▶ AIM OF THE EXERCISE
Across the entries that follow, tally every line holding the word "below" and reply with the count alone.

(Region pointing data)
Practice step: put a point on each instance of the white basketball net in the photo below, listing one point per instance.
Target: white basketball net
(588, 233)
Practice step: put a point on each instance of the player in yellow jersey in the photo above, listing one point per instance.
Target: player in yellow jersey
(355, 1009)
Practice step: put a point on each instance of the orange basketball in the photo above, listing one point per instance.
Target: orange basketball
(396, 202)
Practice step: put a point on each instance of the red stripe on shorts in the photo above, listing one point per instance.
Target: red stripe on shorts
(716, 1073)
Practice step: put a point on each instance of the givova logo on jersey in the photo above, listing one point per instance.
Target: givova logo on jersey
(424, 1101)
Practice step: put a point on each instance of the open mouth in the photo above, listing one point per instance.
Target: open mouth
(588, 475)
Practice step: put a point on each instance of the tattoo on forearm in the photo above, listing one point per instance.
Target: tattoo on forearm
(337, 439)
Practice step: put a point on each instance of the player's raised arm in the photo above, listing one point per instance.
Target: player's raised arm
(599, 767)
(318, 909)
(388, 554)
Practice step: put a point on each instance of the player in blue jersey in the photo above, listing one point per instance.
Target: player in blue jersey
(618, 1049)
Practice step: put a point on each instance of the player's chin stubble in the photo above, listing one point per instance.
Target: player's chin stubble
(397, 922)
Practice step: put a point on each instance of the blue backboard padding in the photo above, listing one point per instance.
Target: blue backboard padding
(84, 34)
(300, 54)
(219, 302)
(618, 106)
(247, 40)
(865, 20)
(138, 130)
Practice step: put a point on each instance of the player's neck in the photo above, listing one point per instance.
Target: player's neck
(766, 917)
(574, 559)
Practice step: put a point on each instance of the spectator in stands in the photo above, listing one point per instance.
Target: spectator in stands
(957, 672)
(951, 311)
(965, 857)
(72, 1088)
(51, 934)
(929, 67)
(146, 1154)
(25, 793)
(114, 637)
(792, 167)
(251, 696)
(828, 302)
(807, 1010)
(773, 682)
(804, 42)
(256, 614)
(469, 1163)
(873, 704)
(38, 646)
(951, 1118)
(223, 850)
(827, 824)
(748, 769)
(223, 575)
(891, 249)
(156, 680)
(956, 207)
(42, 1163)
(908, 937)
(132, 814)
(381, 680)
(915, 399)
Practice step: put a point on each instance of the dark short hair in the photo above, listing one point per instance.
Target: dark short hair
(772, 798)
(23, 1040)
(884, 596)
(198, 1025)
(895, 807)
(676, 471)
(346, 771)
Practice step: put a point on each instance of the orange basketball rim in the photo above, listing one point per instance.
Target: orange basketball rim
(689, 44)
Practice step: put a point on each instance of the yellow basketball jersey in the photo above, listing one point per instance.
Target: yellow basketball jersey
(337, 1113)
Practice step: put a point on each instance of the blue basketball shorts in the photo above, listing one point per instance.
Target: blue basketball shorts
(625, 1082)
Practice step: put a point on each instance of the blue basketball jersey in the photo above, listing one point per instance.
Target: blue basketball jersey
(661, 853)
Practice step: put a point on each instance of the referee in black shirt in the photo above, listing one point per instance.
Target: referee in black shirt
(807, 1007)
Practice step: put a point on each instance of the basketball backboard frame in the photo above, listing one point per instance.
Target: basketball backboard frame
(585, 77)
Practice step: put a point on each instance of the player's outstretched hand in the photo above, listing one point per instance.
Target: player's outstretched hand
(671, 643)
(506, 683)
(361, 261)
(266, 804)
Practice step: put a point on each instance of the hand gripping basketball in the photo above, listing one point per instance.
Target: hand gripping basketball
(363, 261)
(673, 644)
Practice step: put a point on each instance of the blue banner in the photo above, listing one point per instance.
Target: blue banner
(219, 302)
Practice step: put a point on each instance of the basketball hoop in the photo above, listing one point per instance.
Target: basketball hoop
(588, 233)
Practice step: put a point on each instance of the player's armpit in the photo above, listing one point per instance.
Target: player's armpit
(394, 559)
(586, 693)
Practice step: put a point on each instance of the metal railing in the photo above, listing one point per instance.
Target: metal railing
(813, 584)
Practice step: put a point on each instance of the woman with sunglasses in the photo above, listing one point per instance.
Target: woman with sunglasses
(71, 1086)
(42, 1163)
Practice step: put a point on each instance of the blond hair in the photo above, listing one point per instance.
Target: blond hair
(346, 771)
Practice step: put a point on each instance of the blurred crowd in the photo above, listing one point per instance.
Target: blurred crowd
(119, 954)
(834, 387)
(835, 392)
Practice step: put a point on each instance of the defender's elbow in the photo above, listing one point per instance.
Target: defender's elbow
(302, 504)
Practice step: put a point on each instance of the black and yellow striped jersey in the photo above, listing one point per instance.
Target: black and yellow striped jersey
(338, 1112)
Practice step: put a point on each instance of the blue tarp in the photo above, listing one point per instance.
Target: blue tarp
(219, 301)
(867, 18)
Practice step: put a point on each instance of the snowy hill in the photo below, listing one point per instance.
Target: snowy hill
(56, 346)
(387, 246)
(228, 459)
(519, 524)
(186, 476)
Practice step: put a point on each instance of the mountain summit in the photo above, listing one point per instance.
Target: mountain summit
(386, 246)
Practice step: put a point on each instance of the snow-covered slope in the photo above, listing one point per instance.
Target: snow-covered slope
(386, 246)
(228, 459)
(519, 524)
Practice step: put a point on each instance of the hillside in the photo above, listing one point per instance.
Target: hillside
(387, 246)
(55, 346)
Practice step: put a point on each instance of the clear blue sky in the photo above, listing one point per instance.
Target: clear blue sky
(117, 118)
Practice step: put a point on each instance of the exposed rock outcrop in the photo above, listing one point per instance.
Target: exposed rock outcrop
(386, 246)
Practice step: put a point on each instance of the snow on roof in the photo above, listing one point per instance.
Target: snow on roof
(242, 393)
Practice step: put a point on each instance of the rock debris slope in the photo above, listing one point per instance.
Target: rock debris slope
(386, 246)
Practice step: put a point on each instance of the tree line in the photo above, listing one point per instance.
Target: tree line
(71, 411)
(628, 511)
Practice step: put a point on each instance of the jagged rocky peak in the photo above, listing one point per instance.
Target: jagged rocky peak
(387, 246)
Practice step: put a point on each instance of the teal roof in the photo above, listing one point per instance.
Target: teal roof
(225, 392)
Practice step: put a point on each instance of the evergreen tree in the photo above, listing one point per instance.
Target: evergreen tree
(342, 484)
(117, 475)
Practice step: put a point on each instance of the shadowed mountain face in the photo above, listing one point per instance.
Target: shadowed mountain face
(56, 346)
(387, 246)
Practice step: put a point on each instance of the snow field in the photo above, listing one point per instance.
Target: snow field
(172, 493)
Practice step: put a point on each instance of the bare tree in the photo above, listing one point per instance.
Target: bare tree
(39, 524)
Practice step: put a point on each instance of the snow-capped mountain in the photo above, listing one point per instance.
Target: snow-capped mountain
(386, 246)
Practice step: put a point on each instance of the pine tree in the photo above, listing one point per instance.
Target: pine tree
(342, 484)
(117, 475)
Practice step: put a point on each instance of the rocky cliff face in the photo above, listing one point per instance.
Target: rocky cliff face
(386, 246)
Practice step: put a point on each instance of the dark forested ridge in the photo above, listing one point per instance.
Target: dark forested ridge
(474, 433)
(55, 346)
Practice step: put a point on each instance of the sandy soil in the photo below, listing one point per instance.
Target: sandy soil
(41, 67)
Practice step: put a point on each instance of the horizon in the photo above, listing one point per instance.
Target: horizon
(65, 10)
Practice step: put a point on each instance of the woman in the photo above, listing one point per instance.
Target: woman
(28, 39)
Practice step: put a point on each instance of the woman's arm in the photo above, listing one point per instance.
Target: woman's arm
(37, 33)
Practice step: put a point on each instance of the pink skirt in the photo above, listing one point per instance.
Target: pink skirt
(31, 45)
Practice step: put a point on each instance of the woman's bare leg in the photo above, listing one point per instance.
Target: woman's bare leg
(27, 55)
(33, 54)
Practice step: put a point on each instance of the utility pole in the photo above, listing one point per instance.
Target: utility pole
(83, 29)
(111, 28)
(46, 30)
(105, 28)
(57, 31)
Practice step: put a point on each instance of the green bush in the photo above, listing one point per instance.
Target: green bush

▶ YOUR SOLUTION
3